>> Begin

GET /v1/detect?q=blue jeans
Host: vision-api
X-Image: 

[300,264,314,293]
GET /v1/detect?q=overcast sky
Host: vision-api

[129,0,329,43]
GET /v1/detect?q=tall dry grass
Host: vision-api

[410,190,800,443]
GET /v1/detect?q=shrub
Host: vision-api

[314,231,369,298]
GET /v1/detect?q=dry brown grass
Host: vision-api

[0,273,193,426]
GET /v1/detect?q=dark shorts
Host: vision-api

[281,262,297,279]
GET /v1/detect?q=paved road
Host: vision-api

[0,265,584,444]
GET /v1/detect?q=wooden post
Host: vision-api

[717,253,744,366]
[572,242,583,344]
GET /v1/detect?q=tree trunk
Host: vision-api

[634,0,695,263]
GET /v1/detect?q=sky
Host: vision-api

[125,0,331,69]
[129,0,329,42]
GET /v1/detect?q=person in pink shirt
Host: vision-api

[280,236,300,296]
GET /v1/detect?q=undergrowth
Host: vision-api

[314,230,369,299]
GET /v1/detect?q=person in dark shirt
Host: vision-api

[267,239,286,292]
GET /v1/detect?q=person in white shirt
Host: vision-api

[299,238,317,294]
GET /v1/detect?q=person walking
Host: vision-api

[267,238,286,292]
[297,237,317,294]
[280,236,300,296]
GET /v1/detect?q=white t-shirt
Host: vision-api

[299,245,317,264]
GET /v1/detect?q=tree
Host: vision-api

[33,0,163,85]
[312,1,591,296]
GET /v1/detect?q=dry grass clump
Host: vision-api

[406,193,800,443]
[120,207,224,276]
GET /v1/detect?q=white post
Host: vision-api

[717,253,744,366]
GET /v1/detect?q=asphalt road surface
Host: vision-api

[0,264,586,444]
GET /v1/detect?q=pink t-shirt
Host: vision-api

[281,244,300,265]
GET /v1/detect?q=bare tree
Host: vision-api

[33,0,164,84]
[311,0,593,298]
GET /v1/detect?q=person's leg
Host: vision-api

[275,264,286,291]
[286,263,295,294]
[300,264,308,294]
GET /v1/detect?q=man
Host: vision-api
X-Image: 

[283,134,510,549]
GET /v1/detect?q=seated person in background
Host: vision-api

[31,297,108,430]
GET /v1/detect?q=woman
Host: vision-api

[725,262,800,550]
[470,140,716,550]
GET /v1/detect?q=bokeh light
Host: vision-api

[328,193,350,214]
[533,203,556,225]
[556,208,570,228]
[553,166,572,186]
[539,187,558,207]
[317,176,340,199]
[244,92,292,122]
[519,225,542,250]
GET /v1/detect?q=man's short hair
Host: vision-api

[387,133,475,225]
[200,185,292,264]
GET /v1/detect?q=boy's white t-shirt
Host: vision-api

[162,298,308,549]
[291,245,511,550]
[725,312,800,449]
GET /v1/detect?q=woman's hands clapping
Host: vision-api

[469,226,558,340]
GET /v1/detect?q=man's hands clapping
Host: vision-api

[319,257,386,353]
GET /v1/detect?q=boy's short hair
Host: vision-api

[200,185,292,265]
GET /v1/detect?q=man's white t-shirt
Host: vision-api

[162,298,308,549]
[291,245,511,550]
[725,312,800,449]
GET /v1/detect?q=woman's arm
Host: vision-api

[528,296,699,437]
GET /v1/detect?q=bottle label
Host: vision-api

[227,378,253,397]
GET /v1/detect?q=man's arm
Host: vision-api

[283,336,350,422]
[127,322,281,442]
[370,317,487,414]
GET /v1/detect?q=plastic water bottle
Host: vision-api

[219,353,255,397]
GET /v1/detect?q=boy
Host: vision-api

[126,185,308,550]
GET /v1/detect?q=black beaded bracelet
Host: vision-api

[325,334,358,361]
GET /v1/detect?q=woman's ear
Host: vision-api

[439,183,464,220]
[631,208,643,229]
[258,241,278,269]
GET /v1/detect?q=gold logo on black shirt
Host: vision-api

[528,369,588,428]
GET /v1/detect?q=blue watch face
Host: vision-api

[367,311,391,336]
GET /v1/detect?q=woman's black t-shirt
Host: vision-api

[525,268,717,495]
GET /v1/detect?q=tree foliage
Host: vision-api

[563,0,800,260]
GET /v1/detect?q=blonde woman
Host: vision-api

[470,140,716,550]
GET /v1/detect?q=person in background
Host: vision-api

>> End

=== Short task ===
Write out all of the items above again, line for line, with nothing changed.

=== Correct result ===
GET /v1/detect?q=blue jeans
Host: vision-api
X-Image: 

[300,264,314,293]
GET /v1/detect?q=overcast sky
Host: vision-api

[129,0,329,43]
GET /v1/detect?q=tall dry grass
Host: vision-api

[410,190,800,443]
GET /v1/detect?q=shrub
Host: vision-api

[314,231,369,298]
GET /v1/detect?q=dry brown grass
Host: vision-api

[0,273,193,426]
GET /v1/detect?q=dark shorts
Host: vision-api

[281,262,297,279]
GET /v1/detect?q=paved road
Host: vision-api

[0,265,584,444]
GET /v1/detect?q=wooden post
Host: vision-api

[717,253,744,366]
[572,242,583,344]
GET /v1/detect?q=tree trunk
Host: vision-api

[634,0,695,263]
GET /v1/detect?q=sky
Host: vision-api

[125,0,331,69]
[129,0,329,42]
GET /v1/detect?q=person in pink shirt
Host: vision-api

[280,236,300,296]
GET /v1/detect?q=undergrowth
Host: vision-api

[314,230,369,299]
GET /v1/detect?q=person in dark shirt
Host: vision-api

[267,239,286,292]
GET /v1/detect?q=person in white shirt
Host: vision-api

[299,238,317,294]
GET /v1/detect?q=person walking
Host: vision-api

[267,238,286,292]
[297,237,317,294]
[280,236,300,296]
GET /v1/detect?q=white t-shirt
Host: vision-api

[299,245,317,264]
GET /v1/detect?q=tree
Host: vision-api

[33,0,163,85]
[312,1,591,296]
GET /v1/detect?q=dry grass clump
Host: vision-api

[406,193,800,443]
[120,207,224,276]
GET /v1/detect?q=white post
Host: vision-api

[717,253,744,366]
GET /v1/detect?q=asphalt road surface
Host: vision-api

[0,264,586,444]
GET /v1/detect?q=pink t-shirt
Host: vision-api

[281,244,300,265]
GET /v1/detect?q=bare tree
Host: vision-api

[33,0,164,84]
[311,0,593,298]
GET /v1/detect?q=person's leg
Host: vision-api

[275,264,286,291]
[286,263,295,294]
[300,264,308,294]
GET /v1/detect?q=man
Host: vision-api
X-Image: 

[283,134,510,549]
GET /v1/detect?q=seated person in background
Host: vision-api

[31,297,108,430]
GET /v1/detect?q=woman
Host: vision-api

[725,262,800,550]
[470,140,716,550]
GET /v1/detect?q=bokeh light
Host: vision-api

[328,193,350,214]
[533,203,556,225]
[556,208,570,228]
[553,166,572,186]
[539,187,558,207]
[317,176,340,199]
[244,92,292,122]
[519,225,542,250]
GET /v1/detect?q=man's short hair
Host: vision-api

[387,133,475,225]
[200,185,292,264]
GET /v1/detect?q=boy's white t-shirt
Host: vision-api

[162,298,308,549]
[291,245,511,550]
[725,312,800,449]
GET /v1/detect?q=woman's hands clapping
Host: vision-api

[469,226,558,340]
GET /v1/detect?q=man's hands clapping
Host: vision-api

[319,257,386,353]
GET /v1/detect?q=boy's short hair
Host: vision-api

[200,185,292,265]
GET /v1/detect?q=man's white t-shirt
Host: vision-api

[162,298,308,549]
[291,245,511,550]
[725,312,800,449]
GET /v1/detect?q=woman's arm
Host: vision-api

[528,296,699,437]
GET /v1/detect?q=bottle label
Host: vision-api

[227,378,253,397]
GET /v1/detect?q=man's arm
Host: vision-api

[283,336,350,422]
[127,322,281,442]
[370,317,487,414]
GET /v1/detect?q=plastic water bottle
Host: vision-api

[219,353,255,397]
GET /v1/detect?q=boy
Host: vision-api

[126,185,308,550]
GET /v1/detect?q=black beaded bracelet
Host: vision-api

[325,334,358,361]
GET /v1/detect?q=woman's ear
Host: vision-api

[439,183,464,220]
[631,208,643,229]
[258,241,278,269]
GET /v1/detect?q=gold logo on black shirt
Host: vision-api

[528,369,588,428]
GET /v1/detect?q=blue watch face
Host: vision-api

[367,311,391,336]
GET /v1/detect?q=woman's black t-shirt
Host: vision-api

[525,268,717,495]
GET /v1/detect?q=tree foliage
Host: vision-api

[563,0,800,260]
GET /v1/detect?q=blonde woman
Host: vision-api

[470,140,716,550]
GET /v1/detect?q=person in background
Host: vision-api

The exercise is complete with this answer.